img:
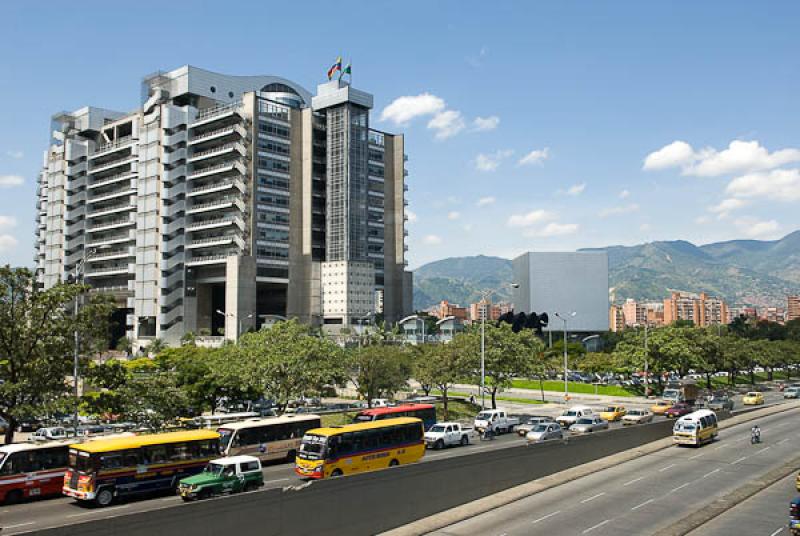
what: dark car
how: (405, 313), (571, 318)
(706, 396), (733, 411)
(664, 402), (694, 419)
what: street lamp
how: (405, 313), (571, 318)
(481, 283), (519, 409)
(556, 311), (578, 402)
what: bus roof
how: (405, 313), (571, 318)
(219, 413), (321, 430)
(306, 417), (422, 436)
(359, 404), (433, 415)
(70, 430), (219, 452)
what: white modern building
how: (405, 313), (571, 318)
(36, 66), (411, 345)
(512, 251), (609, 333)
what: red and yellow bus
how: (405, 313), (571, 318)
(295, 417), (425, 479)
(353, 404), (436, 430)
(63, 430), (219, 506)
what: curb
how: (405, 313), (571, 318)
(381, 402), (800, 536)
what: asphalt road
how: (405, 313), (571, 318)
(687, 473), (800, 536)
(434, 411), (800, 536)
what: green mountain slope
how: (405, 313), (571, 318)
(414, 231), (800, 309)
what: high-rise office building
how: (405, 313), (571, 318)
(36, 66), (411, 343)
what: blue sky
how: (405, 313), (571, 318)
(0, 1), (800, 267)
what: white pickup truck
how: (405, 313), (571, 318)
(425, 422), (472, 449)
(473, 409), (519, 434)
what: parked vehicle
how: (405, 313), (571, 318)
(525, 422), (564, 443)
(664, 402), (693, 419)
(425, 422), (472, 449)
(569, 415), (608, 434)
(742, 391), (764, 406)
(600, 406), (627, 422)
(706, 395), (733, 411)
(473, 409), (519, 434)
(178, 456), (264, 501)
(517, 415), (555, 437)
(622, 409), (653, 425)
(556, 406), (593, 428)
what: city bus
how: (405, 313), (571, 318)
(295, 417), (425, 479)
(672, 409), (719, 446)
(217, 413), (322, 462)
(63, 430), (219, 506)
(0, 440), (74, 504)
(353, 404), (436, 431)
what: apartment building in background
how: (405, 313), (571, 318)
(35, 66), (412, 344)
(664, 291), (728, 326)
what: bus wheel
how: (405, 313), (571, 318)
(94, 488), (114, 506)
(5, 489), (22, 504)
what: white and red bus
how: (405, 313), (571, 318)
(0, 440), (75, 503)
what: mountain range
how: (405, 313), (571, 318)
(414, 231), (800, 310)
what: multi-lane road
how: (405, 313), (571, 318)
(434, 410), (800, 536)
(0, 394), (783, 536)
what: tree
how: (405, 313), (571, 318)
(346, 344), (412, 407)
(0, 266), (113, 443)
(449, 323), (544, 409)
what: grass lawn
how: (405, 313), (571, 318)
(512, 380), (641, 396)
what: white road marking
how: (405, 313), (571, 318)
(581, 519), (611, 534)
(631, 499), (655, 510)
(581, 491), (606, 504)
(531, 510), (561, 525)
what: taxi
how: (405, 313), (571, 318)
(650, 400), (673, 415)
(742, 391), (764, 406)
(600, 406), (628, 422)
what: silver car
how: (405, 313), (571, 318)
(525, 422), (564, 443)
(569, 415), (608, 434)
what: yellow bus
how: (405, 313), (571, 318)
(62, 430), (219, 506)
(295, 417), (425, 479)
(672, 409), (719, 446)
(217, 413), (322, 462)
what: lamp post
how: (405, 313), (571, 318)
(556, 311), (578, 402)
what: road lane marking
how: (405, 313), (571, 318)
(581, 519), (611, 534)
(581, 491), (606, 504)
(531, 510), (561, 525)
(631, 499), (655, 510)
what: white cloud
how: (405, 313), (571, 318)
(725, 169), (800, 201)
(472, 115), (500, 131)
(708, 197), (747, 219)
(0, 234), (18, 253)
(735, 217), (781, 238)
(519, 147), (550, 166)
(524, 222), (580, 238)
(422, 235), (442, 246)
(428, 110), (466, 140)
(0, 175), (25, 188)
(597, 203), (639, 218)
(644, 141), (695, 170)
(567, 182), (586, 195)
(381, 93), (445, 125)
(644, 140), (800, 177)
(475, 149), (514, 171)
(507, 209), (555, 227)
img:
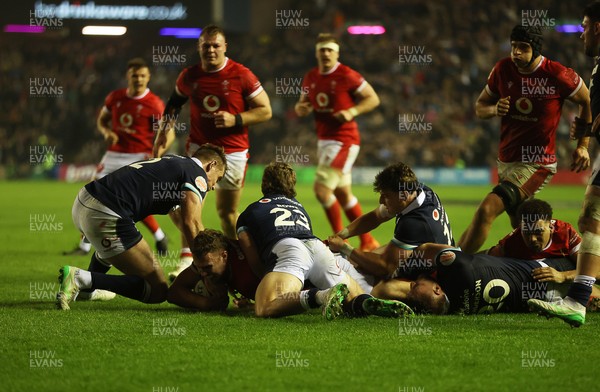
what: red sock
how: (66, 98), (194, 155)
(344, 196), (374, 244)
(142, 215), (159, 234)
(323, 195), (344, 233)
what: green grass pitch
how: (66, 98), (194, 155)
(0, 182), (600, 392)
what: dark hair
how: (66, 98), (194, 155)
(406, 274), (450, 315)
(317, 33), (340, 45)
(373, 162), (420, 192)
(583, 1), (600, 22)
(510, 25), (544, 59)
(198, 25), (227, 41)
(517, 199), (552, 222)
(261, 162), (296, 198)
(193, 143), (227, 173)
(127, 57), (148, 71)
(190, 229), (227, 259)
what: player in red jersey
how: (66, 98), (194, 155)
(459, 26), (591, 253)
(167, 229), (260, 311)
(486, 199), (581, 283)
(64, 58), (172, 278)
(295, 34), (379, 251)
(154, 25), (271, 278)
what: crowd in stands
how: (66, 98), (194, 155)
(0, 0), (595, 178)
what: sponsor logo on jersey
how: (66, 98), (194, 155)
(202, 95), (221, 112)
(194, 176), (208, 192)
(515, 97), (533, 114)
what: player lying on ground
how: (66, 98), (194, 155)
(237, 163), (412, 320)
(167, 229), (373, 313)
(56, 144), (227, 310)
(382, 244), (600, 314)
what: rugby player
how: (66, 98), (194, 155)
(154, 25), (271, 279)
(167, 229), (260, 311)
(327, 162), (454, 279)
(63, 58), (172, 266)
(56, 144), (227, 310)
(295, 33), (379, 251)
(237, 163), (412, 320)
(529, 1), (600, 327)
(458, 26), (591, 253)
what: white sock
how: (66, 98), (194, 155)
(315, 289), (331, 305)
(75, 269), (92, 289)
(299, 290), (310, 310)
(154, 227), (165, 241)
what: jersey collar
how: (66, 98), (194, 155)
(206, 57), (229, 73)
(319, 61), (341, 75)
(192, 157), (204, 169)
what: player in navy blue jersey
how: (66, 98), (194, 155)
(328, 162), (454, 278)
(237, 163), (412, 320)
(56, 144), (227, 310)
(529, 1), (600, 327)
(390, 244), (592, 314)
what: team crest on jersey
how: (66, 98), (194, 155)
(202, 95), (221, 112)
(515, 97), (533, 114)
(194, 176), (208, 192)
(317, 93), (329, 107)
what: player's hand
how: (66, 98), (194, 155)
(152, 132), (167, 158)
(294, 101), (313, 117)
(571, 147), (590, 173)
(214, 110), (235, 128)
(569, 117), (598, 140)
(531, 267), (565, 283)
(333, 110), (354, 123)
(496, 96), (510, 117)
(327, 235), (345, 252)
(104, 131), (119, 146)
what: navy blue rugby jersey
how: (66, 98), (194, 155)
(392, 185), (454, 249)
(85, 155), (208, 222)
(237, 195), (317, 271)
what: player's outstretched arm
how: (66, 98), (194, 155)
(475, 88), (510, 119)
(336, 205), (393, 239)
(180, 191), (204, 248)
(167, 265), (229, 312)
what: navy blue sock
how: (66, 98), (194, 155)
(567, 283), (592, 306)
(81, 253), (110, 293)
(91, 272), (149, 302)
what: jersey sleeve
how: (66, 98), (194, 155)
(567, 223), (581, 255)
(102, 91), (115, 112)
(241, 68), (263, 99)
(485, 63), (500, 97)
(175, 68), (192, 97)
(556, 65), (583, 98)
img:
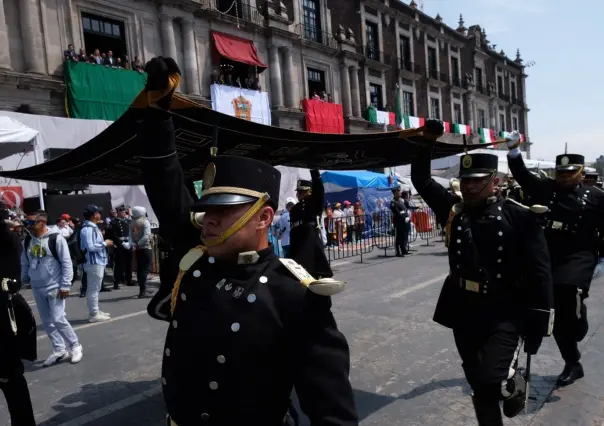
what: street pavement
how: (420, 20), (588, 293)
(0, 240), (604, 426)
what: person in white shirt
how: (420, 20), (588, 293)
(277, 197), (296, 258)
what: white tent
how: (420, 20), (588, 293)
(0, 116), (44, 208)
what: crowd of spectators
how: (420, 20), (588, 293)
(63, 44), (145, 73)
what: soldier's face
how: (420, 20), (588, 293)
(202, 203), (275, 258)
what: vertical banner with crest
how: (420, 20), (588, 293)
(211, 84), (271, 126)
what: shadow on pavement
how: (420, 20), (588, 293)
(33, 380), (164, 426)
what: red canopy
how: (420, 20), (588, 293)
(212, 31), (268, 71)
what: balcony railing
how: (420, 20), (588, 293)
(365, 45), (392, 65)
(296, 24), (338, 49)
(499, 93), (510, 102)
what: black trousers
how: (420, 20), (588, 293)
(0, 360), (36, 426)
(113, 247), (132, 285)
(135, 249), (153, 293)
(394, 224), (409, 254)
(554, 286), (588, 364)
(453, 322), (522, 404)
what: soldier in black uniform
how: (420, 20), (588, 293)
(508, 135), (604, 386)
(0, 206), (37, 426)
(138, 58), (358, 426)
(289, 169), (333, 278)
(107, 206), (133, 290)
(411, 145), (553, 426)
(390, 187), (411, 257)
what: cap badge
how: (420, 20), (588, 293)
(461, 154), (472, 169)
(203, 163), (216, 189)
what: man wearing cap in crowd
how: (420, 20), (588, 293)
(277, 197), (296, 257)
(80, 204), (113, 322)
(105, 206), (133, 290)
(390, 185), (411, 257)
(135, 58), (358, 426)
(289, 169), (333, 278)
(411, 131), (553, 426)
(508, 132), (604, 386)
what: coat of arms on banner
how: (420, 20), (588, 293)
(232, 96), (252, 121)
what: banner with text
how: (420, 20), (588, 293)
(211, 84), (271, 126)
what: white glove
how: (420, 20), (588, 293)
(592, 258), (604, 280)
(505, 130), (520, 149)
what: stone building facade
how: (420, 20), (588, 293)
(0, 0), (528, 144)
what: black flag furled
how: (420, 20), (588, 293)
(0, 95), (482, 185)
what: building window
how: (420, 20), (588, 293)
(403, 92), (415, 115)
(400, 36), (413, 71)
(82, 13), (128, 61)
(451, 57), (460, 87)
(453, 104), (463, 124)
(365, 21), (380, 61)
(475, 68), (484, 93)
(307, 68), (325, 99)
(478, 109), (487, 129)
(430, 98), (440, 120)
(428, 47), (438, 79)
(369, 83), (384, 111)
(302, 0), (322, 43)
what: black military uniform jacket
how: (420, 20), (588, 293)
(289, 170), (333, 278)
(390, 198), (409, 228)
(139, 111), (358, 426)
(107, 217), (131, 245)
(411, 150), (553, 336)
(508, 156), (604, 291)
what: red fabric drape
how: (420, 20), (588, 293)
(302, 99), (344, 133)
(212, 31), (267, 69)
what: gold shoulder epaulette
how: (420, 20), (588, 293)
(451, 203), (463, 214)
(170, 246), (206, 314)
(279, 258), (347, 296)
(507, 198), (549, 214)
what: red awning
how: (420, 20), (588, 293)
(212, 31), (268, 70)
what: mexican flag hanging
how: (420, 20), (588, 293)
(403, 115), (425, 129)
(452, 124), (472, 135)
(478, 127), (497, 143)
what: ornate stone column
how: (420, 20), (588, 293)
(268, 46), (283, 107)
(349, 65), (361, 117)
(279, 46), (300, 108)
(340, 64), (352, 118)
(181, 19), (200, 95)
(0, 1), (12, 70)
(19, 0), (45, 74)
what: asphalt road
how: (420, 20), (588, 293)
(0, 243), (604, 426)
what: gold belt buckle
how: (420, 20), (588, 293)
(465, 280), (480, 293)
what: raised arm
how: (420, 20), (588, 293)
(411, 146), (454, 227)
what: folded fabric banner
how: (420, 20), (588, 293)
(0, 94), (482, 185)
(402, 115), (426, 129)
(210, 84), (271, 126)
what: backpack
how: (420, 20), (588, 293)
(23, 233), (61, 263)
(67, 225), (90, 265)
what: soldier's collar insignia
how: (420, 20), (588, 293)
(237, 251), (260, 265)
(461, 154), (472, 169)
(203, 163), (216, 189)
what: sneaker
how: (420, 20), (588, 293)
(88, 312), (111, 322)
(71, 345), (84, 364)
(42, 351), (69, 367)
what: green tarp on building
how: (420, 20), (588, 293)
(64, 61), (147, 121)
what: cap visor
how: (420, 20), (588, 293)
(191, 194), (258, 212)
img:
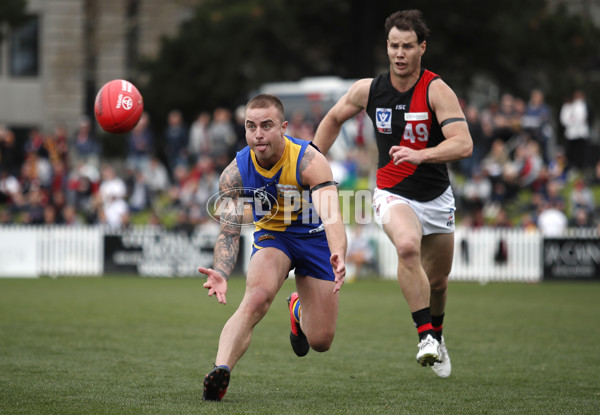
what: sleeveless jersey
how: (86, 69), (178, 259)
(236, 136), (323, 234)
(366, 69), (450, 202)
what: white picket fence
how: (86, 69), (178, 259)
(0, 226), (598, 283)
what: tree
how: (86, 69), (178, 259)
(140, 0), (600, 127)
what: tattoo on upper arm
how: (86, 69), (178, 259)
(298, 146), (317, 175)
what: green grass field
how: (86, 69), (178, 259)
(0, 277), (600, 415)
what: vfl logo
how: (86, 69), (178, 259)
(375, 108), (392, 134)
(446, 209), (454, 228)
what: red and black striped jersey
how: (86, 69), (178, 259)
(367, 69), (450, 202)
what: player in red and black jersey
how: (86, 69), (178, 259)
(314, 10), (473, 377)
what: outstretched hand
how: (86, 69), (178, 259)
(329, 254), (346, 294)
(198, 267), (227, 304)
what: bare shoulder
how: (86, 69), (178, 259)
(348, 78), (373, 109)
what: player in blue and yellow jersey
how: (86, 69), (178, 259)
(314, 10), (473, 377)
(198, 94), (347, 401)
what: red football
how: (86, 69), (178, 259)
(94, 79), (144, 134)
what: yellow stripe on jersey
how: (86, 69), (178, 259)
(250, 137), (308, 232)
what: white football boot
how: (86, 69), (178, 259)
(417, 334), (440, 366)
(431, 336), (452, 378)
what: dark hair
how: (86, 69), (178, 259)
(385, 10), (430, 43)
(246, 94), (285, 122)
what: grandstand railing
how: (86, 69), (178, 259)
(0, 225), (599, 283)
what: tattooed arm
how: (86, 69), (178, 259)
(198, 159), (244, 304)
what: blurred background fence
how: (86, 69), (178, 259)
(0, 226), (600, 283)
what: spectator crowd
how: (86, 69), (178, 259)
(0, 89), (600, 234)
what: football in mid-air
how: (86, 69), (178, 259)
(94, 79), (144, 134)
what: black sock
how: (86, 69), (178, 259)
(412, 307), (435, 341)
(431, 313), (445, 342)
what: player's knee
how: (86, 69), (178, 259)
(305, 329), (335, 352)
(246, 289), (273, 316)
(396, 239), (421, 265)
(429, 275), (448, 294)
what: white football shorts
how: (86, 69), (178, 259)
(373, 186), (456, 235)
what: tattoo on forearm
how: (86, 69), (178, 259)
(213, 160), (244, 278)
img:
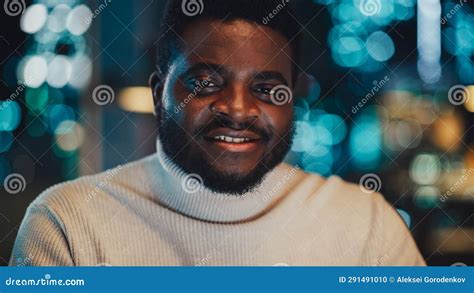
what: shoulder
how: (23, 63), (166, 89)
(30, 156), (157, 213)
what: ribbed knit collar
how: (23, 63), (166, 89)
(152, 140), (291, 223)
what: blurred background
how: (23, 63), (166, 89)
(0, 0), (474, 266)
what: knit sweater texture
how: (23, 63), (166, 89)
(10, 143), (425, 266)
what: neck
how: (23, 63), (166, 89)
(153, 140), (291, 222)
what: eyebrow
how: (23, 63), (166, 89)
(254, 71), (289, 86)
(184, 62), (229, 76)
(183, 62), (289, 86)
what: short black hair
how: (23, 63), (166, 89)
(157, 0), (300, 79)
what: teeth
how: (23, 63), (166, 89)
(214, 135), (250, 143)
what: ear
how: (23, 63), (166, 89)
(148, 70), (163, 116)
(293, 72), (316, 98)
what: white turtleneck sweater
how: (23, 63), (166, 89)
(10, 143), (425, 266)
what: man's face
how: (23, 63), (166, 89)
(155, 20), (293, 194)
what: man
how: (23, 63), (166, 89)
(11, 0), (424, 266)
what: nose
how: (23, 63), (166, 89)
(211, 84), (261, 123)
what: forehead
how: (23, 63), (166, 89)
(182, 20), (293, 79)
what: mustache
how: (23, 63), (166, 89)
(196, 116), (273, 141)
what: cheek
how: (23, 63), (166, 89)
(264, 105), (293, 136)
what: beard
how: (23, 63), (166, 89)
(158, 110), (294, 195)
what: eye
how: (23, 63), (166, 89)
(253, 84), (276, 101)
(186, 76), (221, 96)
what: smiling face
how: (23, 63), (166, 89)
(152, 20), (293, 194)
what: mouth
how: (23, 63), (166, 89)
(204, 128), (262, 152)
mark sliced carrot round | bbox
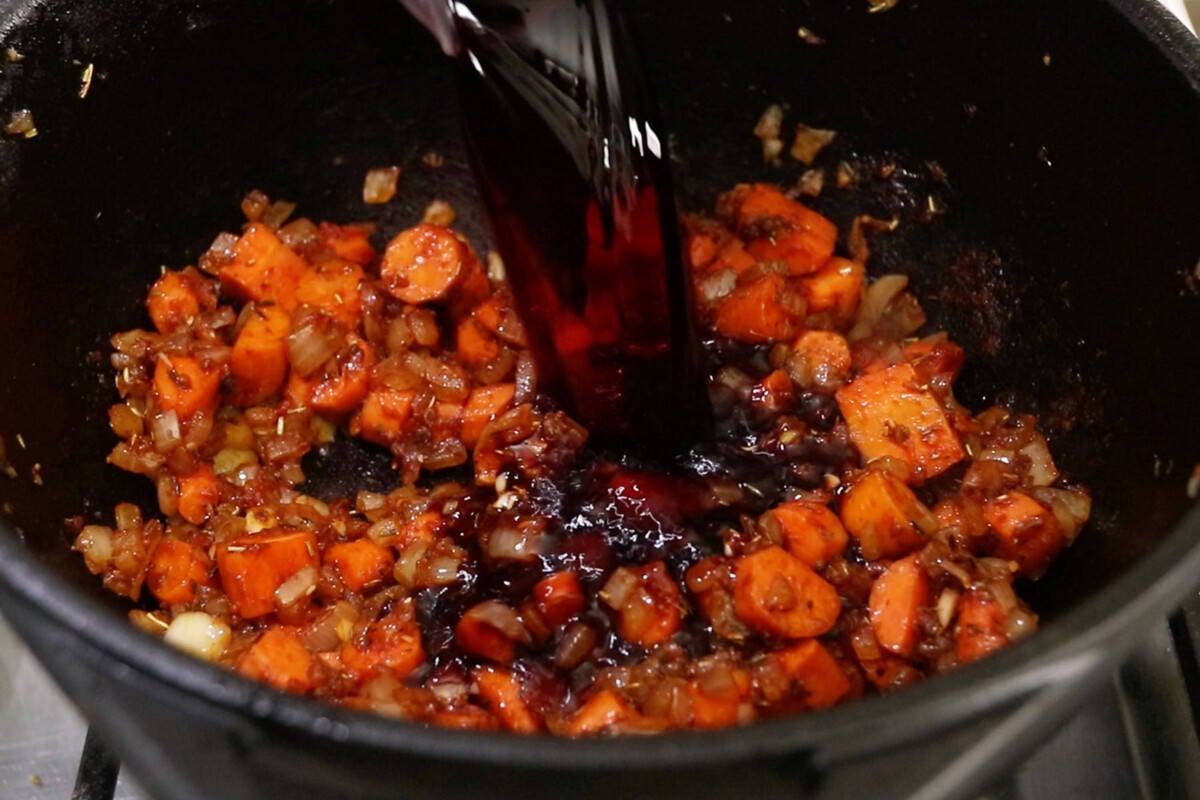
[379,224,468,303]
[733,547,841,639]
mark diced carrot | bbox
[767,639,851,709]
[954,589,1008,663]
[470,667,542,734]
[461,384,517,447]
[308,333,376,414]
[236,625,316,692]
[350,389,416,446]
[600,561,683,648]
[154,355,221,421]
[737,184,838,275]
[176,462,226,525]
[686,669,752,729]
[686,233,718,271]
[713,275,803,344]
[296,260,366,330]
[787,330,851,390]
[454,600,520,663]
[713,236,758,275]
[529,570,583,627]
[470,289,528,348]
[217,222,308,313]
[750,369,796,413]
[799,255,866,324]
[455,317,500,369]
[217,530,318,619]
[229,305,292,407]
[866,553,930,657]
[379,223,470,303]
[983,492,1067,578]
[430,401,465,439]
[325,537,395,593]
[341,601,425,680]
[146,270,200,333]
[563,688,638,736]
[396,511,446,548]
[840,470,937,561]
[904,333,965,386]
[764,500,850,569]
[318,222,376,266]
[835,363,966,483]
[145,536,212,606]
[746,229,836,275]
[733,547,841,639]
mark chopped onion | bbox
[846,275,908,342]
[424,555,462,587]
[150,409,182,453]
[241,188,271,222]
[162,612,233,661]
[463,600,532,644]
[1020,435,1058,486]
[484,525,540,563]
[697,269,738,303]
[113,503,142,530]
[554,622,596,669]
[262,200,296,228]
[937,589,959,630]
[391,541,430,587]
[212,447,258,475]
[1031,488,1092,543]
[288,311,343,378]
[362,167,400,205]
[246,507,276,534]
[108,402,145,438]
[791,125,838,164]
[4,108,37,139]
[74,525,113,575]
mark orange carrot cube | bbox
[835,363,966,483]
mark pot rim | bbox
[0,0,1200,769]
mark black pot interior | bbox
[0,0,1200,690]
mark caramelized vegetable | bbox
[72,184,1091,736]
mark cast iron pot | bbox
[0,0,1200,800]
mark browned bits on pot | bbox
[362,167,400,205]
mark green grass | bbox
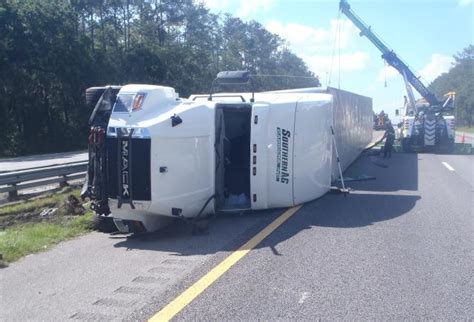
[456,126,474,133]
[0,212,93,262]
[0,188,81,216]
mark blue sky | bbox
[202,0,474,116]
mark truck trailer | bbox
[83,72,373,232]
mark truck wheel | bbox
[402,138,411,152]
[93,215,118,233]
[86,86,106,107]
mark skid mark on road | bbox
[70,253,199,321]
[149,205,302,322]
[441,162,455,171]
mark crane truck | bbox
[339,0,455,152]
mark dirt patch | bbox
[0,192,86,230]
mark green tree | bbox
[430,45,474,127]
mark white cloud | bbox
[236,0,274,18]
[265,19,370,84]
[200,0,230,11]
[265,19,358,54]
[419,53,454,83]
[458,0,474,6]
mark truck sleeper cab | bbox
[85,85,372,232]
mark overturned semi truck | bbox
[83,72,373,232]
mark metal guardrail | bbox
[0,161,88,199]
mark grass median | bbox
[0,190,94,262]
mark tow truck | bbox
[339,0,455,152]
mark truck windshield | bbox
[114,93,135,113]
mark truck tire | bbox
[93,215,118,234]
[86,86,106,107]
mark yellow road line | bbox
[149,205,302,322]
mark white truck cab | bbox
[85,71,372,231]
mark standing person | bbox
[382,121,395,159]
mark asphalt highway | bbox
[0,153,474,321]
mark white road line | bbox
[441,162,454,171]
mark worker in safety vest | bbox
[382,121,395,158]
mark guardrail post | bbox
[59,175,69,188]
[8,184,18,201]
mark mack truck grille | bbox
[107,137,151,203]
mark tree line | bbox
[430,45,474,127]
[0,0,319,156]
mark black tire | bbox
[402,138,412,152]
[86,86,106,107]
[93,215,118,234]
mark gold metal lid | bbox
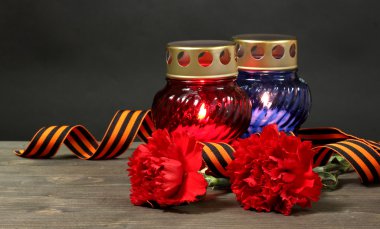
[233,34,297,70]
[166,40,238,80]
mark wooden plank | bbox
[0,142,380,228]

◇ ◇ ◇ ◇

§ **The task**: Pull out every line of the rows above that contains the string "blurred". Only matches with the same uppercase and lowercase letters count.

§ **Response**:
what: blurred background fence
what: blurred background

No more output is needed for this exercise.